▶ **WHAT TO WORK ON**
Your task is to write out the lines from the line containing "One point per instance, written like point(387, 395)" through the last line of the material, exactly.

▶ **RECORDS FOR THIS EXERCISE**
=== Section Start ===
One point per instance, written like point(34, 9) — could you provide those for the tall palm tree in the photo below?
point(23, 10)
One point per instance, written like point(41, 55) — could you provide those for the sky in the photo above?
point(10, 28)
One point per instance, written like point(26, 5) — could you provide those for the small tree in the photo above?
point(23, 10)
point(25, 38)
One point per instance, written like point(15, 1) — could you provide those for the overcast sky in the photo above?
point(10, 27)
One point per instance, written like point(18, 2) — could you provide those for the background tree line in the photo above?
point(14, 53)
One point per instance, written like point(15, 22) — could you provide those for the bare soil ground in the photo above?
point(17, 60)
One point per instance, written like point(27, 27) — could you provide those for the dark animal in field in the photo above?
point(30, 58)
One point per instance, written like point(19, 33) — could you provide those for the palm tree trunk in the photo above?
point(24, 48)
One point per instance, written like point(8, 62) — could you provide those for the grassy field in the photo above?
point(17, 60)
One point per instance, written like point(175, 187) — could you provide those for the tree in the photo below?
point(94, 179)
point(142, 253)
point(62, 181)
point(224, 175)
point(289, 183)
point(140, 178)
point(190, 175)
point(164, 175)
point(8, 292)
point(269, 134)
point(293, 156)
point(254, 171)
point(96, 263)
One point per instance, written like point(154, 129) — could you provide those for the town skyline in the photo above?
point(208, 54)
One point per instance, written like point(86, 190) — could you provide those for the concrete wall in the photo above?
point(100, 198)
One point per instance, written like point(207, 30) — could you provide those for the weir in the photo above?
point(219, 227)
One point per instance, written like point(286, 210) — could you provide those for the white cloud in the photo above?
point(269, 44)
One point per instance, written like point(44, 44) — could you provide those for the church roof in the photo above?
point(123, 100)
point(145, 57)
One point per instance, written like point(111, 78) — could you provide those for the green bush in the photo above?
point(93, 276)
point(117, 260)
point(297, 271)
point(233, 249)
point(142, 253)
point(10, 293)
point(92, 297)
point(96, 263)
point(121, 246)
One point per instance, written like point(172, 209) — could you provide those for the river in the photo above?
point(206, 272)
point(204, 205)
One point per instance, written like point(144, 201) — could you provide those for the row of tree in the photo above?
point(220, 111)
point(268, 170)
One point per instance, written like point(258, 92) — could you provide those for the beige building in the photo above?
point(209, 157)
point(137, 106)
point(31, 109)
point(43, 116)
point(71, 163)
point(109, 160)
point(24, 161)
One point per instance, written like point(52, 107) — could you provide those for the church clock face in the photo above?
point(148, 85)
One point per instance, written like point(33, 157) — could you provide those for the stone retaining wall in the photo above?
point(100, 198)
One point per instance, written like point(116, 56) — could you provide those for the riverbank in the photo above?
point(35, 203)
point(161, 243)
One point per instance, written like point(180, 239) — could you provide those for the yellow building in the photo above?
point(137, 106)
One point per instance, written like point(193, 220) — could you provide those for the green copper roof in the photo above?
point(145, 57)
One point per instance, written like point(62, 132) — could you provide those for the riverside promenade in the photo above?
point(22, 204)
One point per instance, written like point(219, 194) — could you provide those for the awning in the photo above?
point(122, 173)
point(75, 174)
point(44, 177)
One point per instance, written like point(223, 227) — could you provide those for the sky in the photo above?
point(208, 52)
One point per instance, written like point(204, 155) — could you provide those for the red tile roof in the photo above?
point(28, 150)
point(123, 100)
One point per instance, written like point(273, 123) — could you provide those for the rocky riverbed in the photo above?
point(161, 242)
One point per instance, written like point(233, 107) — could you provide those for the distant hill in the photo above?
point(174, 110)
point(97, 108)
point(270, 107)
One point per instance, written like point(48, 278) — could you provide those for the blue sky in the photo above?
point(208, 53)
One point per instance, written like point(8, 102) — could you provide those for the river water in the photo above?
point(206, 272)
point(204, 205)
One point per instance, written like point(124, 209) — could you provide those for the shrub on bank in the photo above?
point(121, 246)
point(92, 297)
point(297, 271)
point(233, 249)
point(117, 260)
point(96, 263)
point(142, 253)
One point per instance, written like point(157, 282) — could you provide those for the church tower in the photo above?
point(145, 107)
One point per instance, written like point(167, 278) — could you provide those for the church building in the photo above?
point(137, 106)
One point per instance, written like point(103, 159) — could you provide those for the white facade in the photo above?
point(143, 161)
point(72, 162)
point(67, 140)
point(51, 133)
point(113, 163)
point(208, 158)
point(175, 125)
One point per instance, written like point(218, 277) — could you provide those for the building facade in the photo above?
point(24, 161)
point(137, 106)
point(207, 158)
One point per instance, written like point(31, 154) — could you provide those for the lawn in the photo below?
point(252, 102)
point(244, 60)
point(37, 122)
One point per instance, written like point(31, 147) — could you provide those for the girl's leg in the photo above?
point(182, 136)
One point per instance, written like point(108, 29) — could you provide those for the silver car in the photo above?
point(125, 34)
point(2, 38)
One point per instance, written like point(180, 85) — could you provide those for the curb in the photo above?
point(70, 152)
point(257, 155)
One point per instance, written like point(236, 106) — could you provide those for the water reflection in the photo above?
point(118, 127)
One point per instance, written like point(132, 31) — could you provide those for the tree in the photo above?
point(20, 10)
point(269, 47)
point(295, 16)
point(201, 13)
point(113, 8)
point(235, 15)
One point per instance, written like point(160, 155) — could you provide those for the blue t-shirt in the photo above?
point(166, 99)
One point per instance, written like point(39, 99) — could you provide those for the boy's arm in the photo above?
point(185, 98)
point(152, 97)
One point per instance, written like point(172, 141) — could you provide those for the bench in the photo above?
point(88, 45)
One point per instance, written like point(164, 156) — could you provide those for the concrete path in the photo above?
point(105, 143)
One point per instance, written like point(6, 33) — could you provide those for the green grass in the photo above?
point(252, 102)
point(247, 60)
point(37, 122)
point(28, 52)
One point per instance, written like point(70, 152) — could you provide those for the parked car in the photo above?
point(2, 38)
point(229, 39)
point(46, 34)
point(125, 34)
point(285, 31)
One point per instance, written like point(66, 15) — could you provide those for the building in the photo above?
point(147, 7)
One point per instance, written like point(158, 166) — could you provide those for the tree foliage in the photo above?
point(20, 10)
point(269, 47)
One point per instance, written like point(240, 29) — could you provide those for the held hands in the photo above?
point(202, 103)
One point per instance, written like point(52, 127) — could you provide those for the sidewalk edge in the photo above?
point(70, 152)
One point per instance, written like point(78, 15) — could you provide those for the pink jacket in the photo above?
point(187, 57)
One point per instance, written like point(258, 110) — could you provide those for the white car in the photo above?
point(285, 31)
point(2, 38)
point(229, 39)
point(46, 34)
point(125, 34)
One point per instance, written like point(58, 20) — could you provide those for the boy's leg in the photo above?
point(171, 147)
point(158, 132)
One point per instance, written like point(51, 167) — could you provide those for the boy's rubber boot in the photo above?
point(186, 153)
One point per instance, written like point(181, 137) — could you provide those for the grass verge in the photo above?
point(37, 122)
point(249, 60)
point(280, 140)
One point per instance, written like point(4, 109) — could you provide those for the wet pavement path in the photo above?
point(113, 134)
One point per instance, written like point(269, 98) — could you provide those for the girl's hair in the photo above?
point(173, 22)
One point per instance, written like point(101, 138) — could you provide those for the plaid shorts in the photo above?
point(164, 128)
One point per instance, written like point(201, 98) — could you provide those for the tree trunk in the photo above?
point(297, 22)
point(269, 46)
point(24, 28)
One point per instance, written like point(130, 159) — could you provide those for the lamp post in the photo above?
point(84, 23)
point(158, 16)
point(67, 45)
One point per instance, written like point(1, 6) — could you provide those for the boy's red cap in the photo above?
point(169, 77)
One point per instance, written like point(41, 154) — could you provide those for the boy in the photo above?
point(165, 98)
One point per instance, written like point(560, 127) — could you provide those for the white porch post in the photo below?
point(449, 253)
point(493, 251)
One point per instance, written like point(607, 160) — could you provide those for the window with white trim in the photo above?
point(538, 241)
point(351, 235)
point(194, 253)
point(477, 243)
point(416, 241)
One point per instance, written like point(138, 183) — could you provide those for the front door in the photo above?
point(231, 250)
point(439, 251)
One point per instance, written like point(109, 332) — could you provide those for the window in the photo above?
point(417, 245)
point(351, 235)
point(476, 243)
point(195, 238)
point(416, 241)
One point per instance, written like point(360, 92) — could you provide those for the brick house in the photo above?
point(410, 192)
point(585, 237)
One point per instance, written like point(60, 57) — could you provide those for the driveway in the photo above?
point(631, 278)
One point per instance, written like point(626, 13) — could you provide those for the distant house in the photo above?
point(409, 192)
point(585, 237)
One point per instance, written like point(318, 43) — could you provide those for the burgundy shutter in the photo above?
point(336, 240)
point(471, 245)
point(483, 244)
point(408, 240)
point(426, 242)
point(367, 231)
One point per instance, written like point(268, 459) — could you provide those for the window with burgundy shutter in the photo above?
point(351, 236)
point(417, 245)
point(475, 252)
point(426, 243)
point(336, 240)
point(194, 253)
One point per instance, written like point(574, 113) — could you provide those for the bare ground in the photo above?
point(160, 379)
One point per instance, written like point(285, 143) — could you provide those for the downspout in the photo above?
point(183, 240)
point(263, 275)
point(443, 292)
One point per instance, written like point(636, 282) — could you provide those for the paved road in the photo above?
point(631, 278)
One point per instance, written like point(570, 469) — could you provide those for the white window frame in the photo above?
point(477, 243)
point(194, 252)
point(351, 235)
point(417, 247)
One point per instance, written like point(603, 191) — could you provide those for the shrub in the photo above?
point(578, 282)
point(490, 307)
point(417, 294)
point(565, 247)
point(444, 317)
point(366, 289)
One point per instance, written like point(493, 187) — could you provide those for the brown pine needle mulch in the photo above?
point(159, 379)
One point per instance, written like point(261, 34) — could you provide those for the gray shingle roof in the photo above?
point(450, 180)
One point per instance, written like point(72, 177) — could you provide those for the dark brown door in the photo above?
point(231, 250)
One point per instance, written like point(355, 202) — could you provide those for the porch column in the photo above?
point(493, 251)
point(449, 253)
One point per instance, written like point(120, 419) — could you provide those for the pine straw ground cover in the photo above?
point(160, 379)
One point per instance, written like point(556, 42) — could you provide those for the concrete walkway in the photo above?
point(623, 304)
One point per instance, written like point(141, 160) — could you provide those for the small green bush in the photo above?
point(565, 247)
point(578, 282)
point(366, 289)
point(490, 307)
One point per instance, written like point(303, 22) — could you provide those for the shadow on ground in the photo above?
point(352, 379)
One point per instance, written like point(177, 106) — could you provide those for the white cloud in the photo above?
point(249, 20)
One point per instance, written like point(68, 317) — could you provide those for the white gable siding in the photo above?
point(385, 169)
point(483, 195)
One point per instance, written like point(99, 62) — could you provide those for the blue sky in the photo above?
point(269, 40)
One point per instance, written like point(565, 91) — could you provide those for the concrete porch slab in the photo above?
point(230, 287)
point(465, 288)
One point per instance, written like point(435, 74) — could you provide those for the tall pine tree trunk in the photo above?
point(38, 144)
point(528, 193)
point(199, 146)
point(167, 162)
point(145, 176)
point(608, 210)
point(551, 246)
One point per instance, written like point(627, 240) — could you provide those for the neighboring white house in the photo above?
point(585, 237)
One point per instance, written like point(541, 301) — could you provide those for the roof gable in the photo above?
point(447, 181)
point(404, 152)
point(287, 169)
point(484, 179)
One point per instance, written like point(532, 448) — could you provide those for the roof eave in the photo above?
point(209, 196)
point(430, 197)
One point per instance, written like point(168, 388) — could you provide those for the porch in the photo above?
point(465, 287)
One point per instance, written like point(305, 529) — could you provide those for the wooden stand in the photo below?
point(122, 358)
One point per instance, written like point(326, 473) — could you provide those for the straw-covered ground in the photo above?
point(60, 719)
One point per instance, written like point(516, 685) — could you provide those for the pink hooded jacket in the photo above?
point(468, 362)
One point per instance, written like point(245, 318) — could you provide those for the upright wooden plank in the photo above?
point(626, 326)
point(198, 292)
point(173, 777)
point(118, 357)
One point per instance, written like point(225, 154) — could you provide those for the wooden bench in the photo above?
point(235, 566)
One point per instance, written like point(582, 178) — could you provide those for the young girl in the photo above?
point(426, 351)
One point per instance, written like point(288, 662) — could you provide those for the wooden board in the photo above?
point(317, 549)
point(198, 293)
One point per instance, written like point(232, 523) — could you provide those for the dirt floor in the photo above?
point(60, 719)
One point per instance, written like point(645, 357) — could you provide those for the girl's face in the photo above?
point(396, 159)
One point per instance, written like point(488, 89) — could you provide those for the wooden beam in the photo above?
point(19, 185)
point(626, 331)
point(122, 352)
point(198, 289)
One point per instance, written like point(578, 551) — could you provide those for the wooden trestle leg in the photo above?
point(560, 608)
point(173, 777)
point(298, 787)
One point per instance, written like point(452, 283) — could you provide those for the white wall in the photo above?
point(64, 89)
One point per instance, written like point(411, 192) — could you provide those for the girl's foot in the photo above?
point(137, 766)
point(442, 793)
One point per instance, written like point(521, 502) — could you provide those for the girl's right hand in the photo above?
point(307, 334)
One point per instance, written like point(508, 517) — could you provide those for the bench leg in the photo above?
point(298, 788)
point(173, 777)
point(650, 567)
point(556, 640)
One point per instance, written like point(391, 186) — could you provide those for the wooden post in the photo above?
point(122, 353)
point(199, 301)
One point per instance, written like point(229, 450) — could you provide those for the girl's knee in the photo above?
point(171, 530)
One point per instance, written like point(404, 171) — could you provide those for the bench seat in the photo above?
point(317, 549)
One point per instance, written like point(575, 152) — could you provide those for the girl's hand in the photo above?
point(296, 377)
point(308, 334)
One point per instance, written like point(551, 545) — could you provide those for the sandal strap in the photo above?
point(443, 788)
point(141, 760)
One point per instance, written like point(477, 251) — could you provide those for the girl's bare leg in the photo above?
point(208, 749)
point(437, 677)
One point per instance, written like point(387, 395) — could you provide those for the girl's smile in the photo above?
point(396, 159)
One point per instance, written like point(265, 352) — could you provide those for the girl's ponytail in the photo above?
=== Section End ===
▶ **RESULT BELOW**
One point per instance, written like point(387, 395) — could you provide those for the girl's smile in the photo above?
point(396, 159)
One point per instance, written like point(265, 352) — could you provide those for the girl's ponytail in the photo above?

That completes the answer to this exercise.